* **TASK TO CARRY OUT**:
From the entries below, reproduce exactly the line containing "Target: fireplace hearth", the line containing "Mark the white trim with a point.", and every line in between, with nothing added.
[[ MATERIAL FOR THIS EXERCISE open ]]
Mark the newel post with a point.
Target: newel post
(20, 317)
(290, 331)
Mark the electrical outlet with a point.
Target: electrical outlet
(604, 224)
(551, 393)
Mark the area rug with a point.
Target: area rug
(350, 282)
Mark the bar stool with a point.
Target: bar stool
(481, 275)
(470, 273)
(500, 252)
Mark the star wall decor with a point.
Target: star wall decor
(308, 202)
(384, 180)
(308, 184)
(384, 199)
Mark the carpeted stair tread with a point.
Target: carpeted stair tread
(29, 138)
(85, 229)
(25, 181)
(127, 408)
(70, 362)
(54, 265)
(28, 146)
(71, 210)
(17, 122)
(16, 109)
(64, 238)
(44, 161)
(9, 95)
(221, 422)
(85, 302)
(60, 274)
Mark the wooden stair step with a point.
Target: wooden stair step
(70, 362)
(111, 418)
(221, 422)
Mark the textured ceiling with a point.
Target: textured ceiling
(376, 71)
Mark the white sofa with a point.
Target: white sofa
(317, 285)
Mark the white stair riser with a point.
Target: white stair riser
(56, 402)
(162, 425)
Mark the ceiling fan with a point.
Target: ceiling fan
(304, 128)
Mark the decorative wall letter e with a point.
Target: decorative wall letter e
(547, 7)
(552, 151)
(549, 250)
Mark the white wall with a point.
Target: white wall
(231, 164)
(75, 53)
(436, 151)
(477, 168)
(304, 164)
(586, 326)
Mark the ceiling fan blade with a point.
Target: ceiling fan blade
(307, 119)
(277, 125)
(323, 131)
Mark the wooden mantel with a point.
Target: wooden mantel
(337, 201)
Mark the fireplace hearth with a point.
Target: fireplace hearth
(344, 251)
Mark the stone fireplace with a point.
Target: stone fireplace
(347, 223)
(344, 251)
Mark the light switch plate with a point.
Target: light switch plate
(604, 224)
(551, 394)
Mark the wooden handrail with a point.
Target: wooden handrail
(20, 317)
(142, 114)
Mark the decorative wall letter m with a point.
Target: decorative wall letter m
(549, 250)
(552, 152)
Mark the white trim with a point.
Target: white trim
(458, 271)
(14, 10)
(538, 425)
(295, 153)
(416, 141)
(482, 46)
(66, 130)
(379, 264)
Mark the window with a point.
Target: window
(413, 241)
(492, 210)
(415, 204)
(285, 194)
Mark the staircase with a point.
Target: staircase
[[ MATERIAL FOR THIS EXERCISE closed ]]
* **EXERCISE SOLUTION**:
Target: fireplace hearth
(344, 251)
Mark the stone fireplace with a point.
Target: stone fireplace
(347, 223)
(344, 251)
Mark the light switch plate with a point.
Target: light switch plate
(604, 224)
(551, 394)
Mark the wooden handrail with a point.
Target: wooden handrail
(20, 317)
(142, 114)
Mark the decorative wall letter m with a point.
Target: decorative wall letter m
(549, 250)
(552, 152)
Mark the white trim with a point.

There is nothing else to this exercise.